> _TUGAS ANDA_:
#1 Ringkas paragraf yang diawali "Penggalan kutipan upanisad" dari teks tentang ajaran Upanisad menjadi daftar poin singkat, tanpa menghilangkan isi pokoknya.
#2 Salin persis bagian teks tentang ajaran Upanisad mulai dari "Penggalan kutipan upanisad" sampai dengan "dan cinta kasih.".

> _KUTIPAN DOKUMEN_:
....
Penggalan kutipan upanisad
tersebut, dalam kaitannya dengan Sloka Sarasamuccaya tentang perempuan
mengandung ajaran tentang pengendalian diri, kedermawanan dan cinta kasih.
Karena pada dasarnya perempuan jangan diperlakukan sembarangan namun harus
dihormati. Kemudian untuk mendapatkan pasangan hidup hendaknya harus didapatkan
dengan cara yang benar dan tidak dengan cara yang menyalahi dharma. Hal ini
dijelaskan dalam Isa Upanisad 1
menyatakan bahwa :
ῑsyāvasyām idam sarvam yatkiñca jagatyām
jagad, tena, tyaktena
Bhuñjῑthā mā gṛddhaḥ kasya svidhanam
Terjemahan
:
Sesungguhnya
apapun yang ada dijagad raya ini, yang berjiwa ataupun yang tidak berjiwa,
dikendalikan oleh Isa (Tuhan Yang Maha Esa), oleh karena itu orang hendaknya
menerima apa yang diperlukan dan diperuntukan bagi dirinya dan tidak
menginginkan milik orang lain
(I Gede Puja, 1995 : 33).
....
> _BAHAN YANG DIBERIKAN_:
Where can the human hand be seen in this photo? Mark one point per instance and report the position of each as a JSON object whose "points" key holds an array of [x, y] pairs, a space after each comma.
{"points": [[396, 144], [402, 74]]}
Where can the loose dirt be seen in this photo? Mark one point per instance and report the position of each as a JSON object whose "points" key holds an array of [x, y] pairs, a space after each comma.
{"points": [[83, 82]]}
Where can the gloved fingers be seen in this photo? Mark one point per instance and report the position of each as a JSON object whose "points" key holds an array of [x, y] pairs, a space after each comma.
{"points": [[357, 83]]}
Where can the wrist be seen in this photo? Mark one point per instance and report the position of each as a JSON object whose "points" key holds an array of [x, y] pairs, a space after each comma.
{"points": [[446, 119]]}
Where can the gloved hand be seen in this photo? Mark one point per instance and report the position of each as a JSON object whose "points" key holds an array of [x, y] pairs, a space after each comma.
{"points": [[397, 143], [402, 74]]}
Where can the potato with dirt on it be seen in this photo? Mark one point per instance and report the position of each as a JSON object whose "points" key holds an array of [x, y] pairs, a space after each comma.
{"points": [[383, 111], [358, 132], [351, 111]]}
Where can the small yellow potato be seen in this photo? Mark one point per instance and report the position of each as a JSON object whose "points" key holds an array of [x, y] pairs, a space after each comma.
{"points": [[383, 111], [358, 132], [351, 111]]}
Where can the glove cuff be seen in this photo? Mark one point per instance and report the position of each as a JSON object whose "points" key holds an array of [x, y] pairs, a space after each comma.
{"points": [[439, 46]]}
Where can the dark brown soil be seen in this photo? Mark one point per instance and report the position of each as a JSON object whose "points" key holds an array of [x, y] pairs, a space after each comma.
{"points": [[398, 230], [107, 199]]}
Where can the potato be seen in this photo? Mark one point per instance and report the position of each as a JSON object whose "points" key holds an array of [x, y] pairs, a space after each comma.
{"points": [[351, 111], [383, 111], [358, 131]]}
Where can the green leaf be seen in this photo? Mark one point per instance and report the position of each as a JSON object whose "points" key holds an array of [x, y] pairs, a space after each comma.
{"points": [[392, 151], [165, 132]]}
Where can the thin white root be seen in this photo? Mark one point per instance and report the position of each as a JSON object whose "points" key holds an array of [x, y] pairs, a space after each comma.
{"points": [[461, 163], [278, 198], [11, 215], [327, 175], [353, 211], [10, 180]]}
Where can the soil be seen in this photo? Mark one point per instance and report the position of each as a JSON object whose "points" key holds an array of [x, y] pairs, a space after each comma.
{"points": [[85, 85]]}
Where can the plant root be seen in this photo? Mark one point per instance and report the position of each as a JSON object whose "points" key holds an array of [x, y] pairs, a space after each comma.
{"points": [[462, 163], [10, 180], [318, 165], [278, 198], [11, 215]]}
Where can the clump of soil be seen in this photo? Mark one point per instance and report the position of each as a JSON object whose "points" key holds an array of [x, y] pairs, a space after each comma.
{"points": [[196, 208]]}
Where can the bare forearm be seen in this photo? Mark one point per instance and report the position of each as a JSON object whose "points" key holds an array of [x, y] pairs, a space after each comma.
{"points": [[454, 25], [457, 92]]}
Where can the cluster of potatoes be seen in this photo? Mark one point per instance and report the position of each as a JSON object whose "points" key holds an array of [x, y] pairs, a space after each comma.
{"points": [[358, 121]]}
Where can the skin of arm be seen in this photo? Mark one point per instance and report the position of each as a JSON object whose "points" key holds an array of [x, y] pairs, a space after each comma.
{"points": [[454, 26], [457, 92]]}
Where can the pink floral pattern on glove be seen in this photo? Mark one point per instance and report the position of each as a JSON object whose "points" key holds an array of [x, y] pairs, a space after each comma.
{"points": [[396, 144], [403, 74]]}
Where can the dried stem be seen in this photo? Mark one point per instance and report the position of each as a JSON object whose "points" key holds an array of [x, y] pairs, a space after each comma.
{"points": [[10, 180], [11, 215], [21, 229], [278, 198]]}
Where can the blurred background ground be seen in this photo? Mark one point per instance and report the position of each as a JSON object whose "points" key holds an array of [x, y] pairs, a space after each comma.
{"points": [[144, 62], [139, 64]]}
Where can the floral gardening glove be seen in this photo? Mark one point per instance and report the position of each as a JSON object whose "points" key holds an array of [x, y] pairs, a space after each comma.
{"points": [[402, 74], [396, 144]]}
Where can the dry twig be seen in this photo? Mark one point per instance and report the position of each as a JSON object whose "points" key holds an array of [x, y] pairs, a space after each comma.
....
> _JAWABAN LENGKAP_:
#1
- Kutipan Upanisad itu, bila dikaitkan dengan Sloka Sarasamuccaya tentang perempuan, berisi ajaran tentang pengendalian diri, kedermawanan, dan cinta kasih.
- Perempuan harus dihormati dan tidak boleh diperlakukan sembarangan.
- Pasangan hidup harus didapatkan dengan cara yang benar, tidak dengan cara yang menyalahi dharma.
- Hal ini dijelaskan dalam Isa Upanisad 1.

#2
Penggalan kutipan upanisad
tersebut, dalam kaitannya dengan Sloka Sarasamuccaya tentang perempuan
mengandung ajaran tentang pengendalian diri, kedermawanan dan cinta kasih.